Task instructions
The first line of the listing opens the range and the line with "written as (358,106)." closes it; repeat those lines and all between them word for word, leaving out the pictures.

Data extracts

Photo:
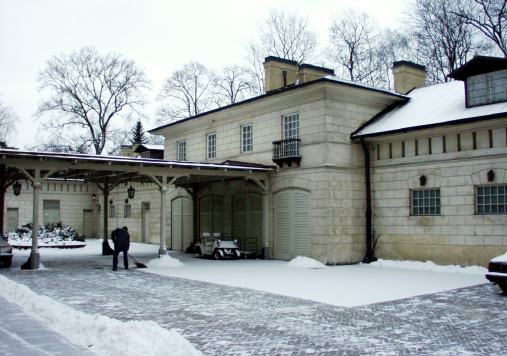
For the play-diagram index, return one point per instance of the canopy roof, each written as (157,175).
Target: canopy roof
(101,169)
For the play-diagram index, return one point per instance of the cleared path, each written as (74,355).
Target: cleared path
(221,320)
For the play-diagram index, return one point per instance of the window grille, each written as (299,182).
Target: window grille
(182,151)
(212,145)
(491,200)
(291,127)
(247,138)
(487,88)
(128,211)
(426,202)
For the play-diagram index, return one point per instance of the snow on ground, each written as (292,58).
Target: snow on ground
(100,334)
(305,262)
(165,261)
(347,286)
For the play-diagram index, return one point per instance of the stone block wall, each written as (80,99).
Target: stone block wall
(456,164)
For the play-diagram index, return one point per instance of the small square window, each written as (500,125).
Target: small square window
(246,138)
(425,202)
(491,200)
(128,211)
(211,146)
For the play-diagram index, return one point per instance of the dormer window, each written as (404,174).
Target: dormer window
(487,88)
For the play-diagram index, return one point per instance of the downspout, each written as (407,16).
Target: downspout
(369,256)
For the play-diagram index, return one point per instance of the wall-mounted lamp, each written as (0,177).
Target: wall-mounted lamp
(490,175)
(17,188)
(131,192)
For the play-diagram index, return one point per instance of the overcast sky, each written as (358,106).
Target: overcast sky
(159,36)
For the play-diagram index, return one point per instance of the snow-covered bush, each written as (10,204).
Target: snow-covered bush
(49,234)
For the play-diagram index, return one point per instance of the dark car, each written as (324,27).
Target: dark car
(5,253)
(497,272)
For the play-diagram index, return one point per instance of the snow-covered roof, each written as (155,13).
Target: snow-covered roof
(153,147)
(430,106)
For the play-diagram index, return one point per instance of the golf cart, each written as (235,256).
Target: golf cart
(218,246)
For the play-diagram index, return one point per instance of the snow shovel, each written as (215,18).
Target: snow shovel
(138,264)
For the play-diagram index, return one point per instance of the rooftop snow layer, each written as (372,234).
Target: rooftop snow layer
(432,105)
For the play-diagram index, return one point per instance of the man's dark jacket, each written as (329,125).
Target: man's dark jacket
(121,239)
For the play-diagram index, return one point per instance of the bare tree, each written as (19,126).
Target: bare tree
(89,91)
(284,35)
(186,93)
(8,120)
(444,41)
(231,85)
(353,37)
(487,16)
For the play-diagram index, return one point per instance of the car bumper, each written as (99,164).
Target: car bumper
(496,277)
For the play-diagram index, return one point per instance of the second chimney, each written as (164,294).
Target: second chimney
(407,76)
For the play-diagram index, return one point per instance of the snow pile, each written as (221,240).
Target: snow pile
(429,266)
(49,235)
(100,334)
(305,262)
(165,261)
(502,258)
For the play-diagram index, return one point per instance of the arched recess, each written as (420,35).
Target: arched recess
(211,214)
(292,224)
(181,223)
(248,217)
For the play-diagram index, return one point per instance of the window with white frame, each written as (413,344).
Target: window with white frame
(491,200)
(112,211)
(487,88)
(425,202)
(211,145)
(127,213)
(291,126)
(182,151)
(246,138)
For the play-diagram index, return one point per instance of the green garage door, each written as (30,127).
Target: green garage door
(182,231)
(248,217)
(292,224)
(212,214)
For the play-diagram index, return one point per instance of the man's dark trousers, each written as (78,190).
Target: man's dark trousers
(125,257)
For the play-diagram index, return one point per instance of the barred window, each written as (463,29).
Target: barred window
(246,138)
(487,88)
(182,151)
(426,202)
(128,211)
(112,211)
(491,200)
(291,127)
(212,145)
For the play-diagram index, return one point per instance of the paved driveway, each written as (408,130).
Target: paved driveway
(221,320)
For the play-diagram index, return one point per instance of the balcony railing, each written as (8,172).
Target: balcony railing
(286,151)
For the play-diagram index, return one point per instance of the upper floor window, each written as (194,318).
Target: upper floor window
(425,202)
(211,146)
(246,138)
(112,211)
(491,200)
(127,213)
(182,151)
(487,88)
(291,126)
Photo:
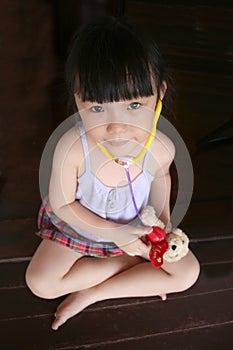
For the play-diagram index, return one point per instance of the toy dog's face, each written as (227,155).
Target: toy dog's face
(177,247)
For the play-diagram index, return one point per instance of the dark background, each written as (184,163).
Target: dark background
(196,40)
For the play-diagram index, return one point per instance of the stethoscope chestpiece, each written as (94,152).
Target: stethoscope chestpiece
(125,162)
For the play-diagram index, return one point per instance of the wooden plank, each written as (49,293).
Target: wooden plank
(214,337)
(140,320)
(213,278)
(210,252)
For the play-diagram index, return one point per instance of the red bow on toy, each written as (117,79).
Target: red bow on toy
(159,245)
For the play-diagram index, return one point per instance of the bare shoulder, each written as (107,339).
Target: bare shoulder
(69,148)
(162,153)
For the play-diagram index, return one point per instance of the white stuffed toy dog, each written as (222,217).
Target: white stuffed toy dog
(177,240)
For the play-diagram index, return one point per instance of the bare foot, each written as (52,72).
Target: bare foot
(71,306)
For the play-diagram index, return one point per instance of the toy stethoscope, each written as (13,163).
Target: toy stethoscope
(125,162)
(158,236)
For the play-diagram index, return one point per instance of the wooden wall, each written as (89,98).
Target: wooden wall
(196,39)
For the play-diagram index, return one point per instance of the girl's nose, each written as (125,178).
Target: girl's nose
(116,128)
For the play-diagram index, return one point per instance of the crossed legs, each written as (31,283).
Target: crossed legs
(56,270)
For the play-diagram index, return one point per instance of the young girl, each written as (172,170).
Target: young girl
(105,170)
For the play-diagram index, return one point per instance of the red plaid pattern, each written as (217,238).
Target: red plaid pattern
(71,239)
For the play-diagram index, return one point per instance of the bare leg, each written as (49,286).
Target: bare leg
(138,281)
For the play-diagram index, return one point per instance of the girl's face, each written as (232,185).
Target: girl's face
(119,126)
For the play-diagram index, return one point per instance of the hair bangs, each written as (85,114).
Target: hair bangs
(111,65)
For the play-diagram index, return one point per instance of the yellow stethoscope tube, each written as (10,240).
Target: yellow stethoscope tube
(145,147)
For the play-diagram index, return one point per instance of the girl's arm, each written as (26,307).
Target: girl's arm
(161,185)
(62,190)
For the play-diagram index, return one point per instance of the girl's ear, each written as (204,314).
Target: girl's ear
(163,90)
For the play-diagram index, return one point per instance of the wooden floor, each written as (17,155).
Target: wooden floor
(198,319)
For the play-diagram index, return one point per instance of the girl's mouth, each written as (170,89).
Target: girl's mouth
(117,142)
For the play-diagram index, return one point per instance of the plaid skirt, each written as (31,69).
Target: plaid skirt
(52,228)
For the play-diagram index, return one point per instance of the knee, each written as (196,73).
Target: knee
(38,284)
(191,274)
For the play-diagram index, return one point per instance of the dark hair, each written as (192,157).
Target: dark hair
(108,62)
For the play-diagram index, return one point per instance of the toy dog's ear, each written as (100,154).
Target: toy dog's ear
(149,217)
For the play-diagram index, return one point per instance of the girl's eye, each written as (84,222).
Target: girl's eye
(134,105)
(97,109)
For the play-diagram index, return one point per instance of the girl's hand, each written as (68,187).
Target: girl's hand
(129,240)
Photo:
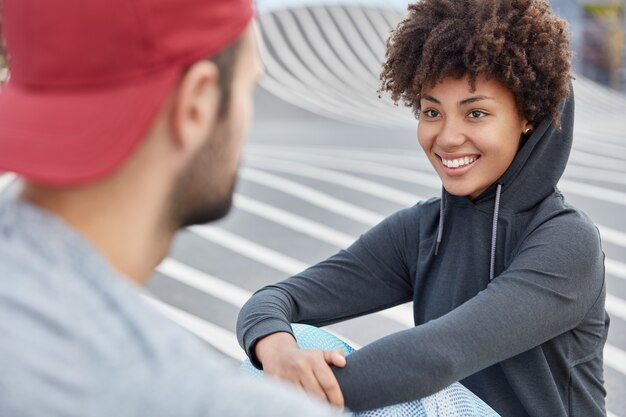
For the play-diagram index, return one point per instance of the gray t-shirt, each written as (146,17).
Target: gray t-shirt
(77,339)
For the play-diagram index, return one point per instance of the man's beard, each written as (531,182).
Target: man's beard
(204,191)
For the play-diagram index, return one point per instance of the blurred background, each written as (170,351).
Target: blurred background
(327,159)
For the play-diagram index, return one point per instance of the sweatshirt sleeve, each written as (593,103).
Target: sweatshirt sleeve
(373,274)
(551,285)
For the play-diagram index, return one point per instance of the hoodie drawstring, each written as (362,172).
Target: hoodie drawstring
(441,216)
(494,229)
(494,233)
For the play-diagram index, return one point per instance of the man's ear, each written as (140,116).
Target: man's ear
(196,105)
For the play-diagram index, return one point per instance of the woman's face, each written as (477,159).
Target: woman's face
(470,137)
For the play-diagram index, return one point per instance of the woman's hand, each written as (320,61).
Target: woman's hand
(308,369)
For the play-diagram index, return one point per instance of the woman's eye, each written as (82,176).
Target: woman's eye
(430,113)
(477,114)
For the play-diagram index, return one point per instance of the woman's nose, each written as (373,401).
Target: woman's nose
(451,134)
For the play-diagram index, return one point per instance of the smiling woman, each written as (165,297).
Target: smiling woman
(506,277)
(470,137)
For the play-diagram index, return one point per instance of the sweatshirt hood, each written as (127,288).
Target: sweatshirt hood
(538,165)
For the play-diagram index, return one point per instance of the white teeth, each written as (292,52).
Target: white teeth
(460,162)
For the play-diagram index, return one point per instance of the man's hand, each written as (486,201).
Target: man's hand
(308,369)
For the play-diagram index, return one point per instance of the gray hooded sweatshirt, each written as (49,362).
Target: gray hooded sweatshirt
(508,295)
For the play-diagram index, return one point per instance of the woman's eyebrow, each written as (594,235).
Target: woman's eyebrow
(474,99)
(431,98)
(464,102)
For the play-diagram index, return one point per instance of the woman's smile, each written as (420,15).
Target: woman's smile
(458,165)
(470,136)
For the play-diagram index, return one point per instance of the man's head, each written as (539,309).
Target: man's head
(96,85)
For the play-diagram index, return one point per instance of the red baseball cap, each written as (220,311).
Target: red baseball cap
(87,77)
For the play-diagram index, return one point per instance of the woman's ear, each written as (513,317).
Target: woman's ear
(527,128)
(196,105)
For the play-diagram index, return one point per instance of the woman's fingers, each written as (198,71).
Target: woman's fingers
(329,385)
(335,357)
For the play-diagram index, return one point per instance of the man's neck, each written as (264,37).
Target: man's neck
(128,231)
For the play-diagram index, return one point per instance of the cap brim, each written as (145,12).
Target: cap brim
(72,138)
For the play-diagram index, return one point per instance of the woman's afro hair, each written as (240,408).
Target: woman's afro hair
(520,43)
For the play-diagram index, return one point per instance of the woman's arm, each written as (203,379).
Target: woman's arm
(374,273)
(552,284)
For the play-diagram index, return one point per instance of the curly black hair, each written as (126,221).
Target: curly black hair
(518,42)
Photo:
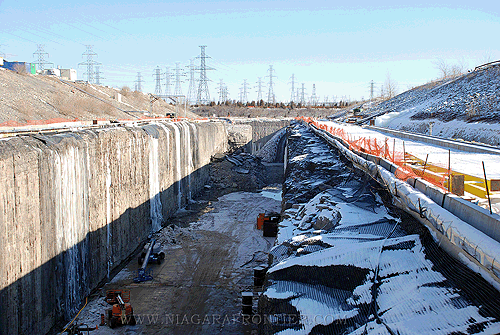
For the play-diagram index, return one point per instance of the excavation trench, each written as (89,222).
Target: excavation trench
(211,247)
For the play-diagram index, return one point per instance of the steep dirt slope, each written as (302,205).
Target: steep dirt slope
(466,107)
(26,97)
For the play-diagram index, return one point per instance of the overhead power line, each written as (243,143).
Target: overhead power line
(203,93)
(270,94)
(90,63)
(41,54)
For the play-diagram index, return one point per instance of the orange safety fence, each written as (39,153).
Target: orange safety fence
(408,165)
(13,123)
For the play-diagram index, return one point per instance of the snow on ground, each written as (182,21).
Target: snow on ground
(460,161)
(363,274)
(466,107)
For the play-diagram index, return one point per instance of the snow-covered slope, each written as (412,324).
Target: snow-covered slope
(466,107)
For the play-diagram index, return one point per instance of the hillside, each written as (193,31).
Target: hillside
(466,107)
(26,97)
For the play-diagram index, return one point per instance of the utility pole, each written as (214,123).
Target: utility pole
(192,84)
(41,54)
(203,93)
(178,74)
(244,93)
(270,94)
(371,90)
(303,95)
(138,82)
(221,90)
(90,63)
(157,76)
(314,98)
(259,89)
(292,95)
(168,84)
(98,75)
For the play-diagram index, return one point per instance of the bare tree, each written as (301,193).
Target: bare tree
(450,70)
(390,86)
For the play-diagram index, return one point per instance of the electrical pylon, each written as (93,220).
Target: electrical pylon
(259,89)
(244,91)
(98,75)
(192,84)
(303,95)
(372,85)
(157,76)
(292,95)
(168,84)
(178,74)
(270,94)
(90,63)
(41,54)
(314,99)
(138,82)
(203,96)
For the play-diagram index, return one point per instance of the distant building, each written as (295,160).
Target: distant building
(68,74)
(65,74)
(18,66)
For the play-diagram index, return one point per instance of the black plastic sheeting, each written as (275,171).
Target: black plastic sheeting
(361,294)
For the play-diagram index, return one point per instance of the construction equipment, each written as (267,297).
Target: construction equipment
(78,329)
(155,256)
(122,312)
(149,254)
(268,222)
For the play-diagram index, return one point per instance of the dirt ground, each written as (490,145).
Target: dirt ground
(211,249)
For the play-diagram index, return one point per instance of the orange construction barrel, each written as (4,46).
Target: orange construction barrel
(260,221)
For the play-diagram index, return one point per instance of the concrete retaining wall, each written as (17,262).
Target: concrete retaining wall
(258,131)
(75,205)
(459,145)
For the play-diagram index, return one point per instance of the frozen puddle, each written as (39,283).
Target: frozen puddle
(344,263)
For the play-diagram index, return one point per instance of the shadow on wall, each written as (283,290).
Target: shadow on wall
(52,293)
(87,212)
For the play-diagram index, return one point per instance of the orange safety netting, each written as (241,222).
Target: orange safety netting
(408,165)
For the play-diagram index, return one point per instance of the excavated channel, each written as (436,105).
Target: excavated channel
(346,261)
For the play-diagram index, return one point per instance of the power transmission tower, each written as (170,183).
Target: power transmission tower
(244,91)
(203,96)
(178,81)
(90,63)
(157,76)
(292,95)
(314,98)
(41,54)
(138,82)
(192,84)
(270,94)
(98,75)
(303,95)
(220,89)
(168,84)
(372,85)
(259,89)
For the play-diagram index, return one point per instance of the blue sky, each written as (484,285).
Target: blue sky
(340,48)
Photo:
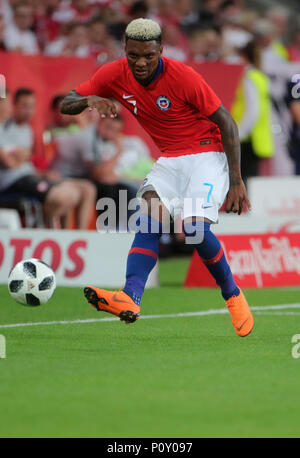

Written solution
Photo:
For the play-diagram index, return one point per instance of the canopy roof, each written as (157,175).
Target: canopy roof
(101,169)
For the play-diagram index, return one point per instance of the cleared path, each written as (74,355).
Target: cleared path
(221,320)
For the play-diagram index, return one point per instance of the window grille, each written as (299,182).
Target: window grille
(182,151)
(212,145)
(491,200)
(291,127)
(247,138)
(487,88)
(128,211)
(426,202)
For the play-diagram index, return one point per instance of the snow on ground, each written as (292,58).
Target: snow on ground
(100,334)
(305,262)
(165,261)
(347,286)
For the play-diagram index, return one point per instance of the stone block wall, each written as (80,99).
Target: stone block wall
(456,164)
For the play-diagram index, return one point per instance of the small square window, each written as (500,125).
Target: small square window
(246,138)
(425,202)
(491,200)
(128,211)
(211,146)
For the play-diagram index, return one point per instance of the dormer window, each written as (404,174).
Target: dormer window
(487,88)
For the play-diagram index, return one point per instance of the downspout, each written as (407,16).
Target: downspout
(369,256)
For the play-diagram index, return one point per instance of the wall-mounted lamp, each written as (0,177).
Target: wall-mounted lamp
(490,175)
(17,188)
(131,192)
For the play-diagram index, return one point per instance of the overcast sky, each written as (358,106).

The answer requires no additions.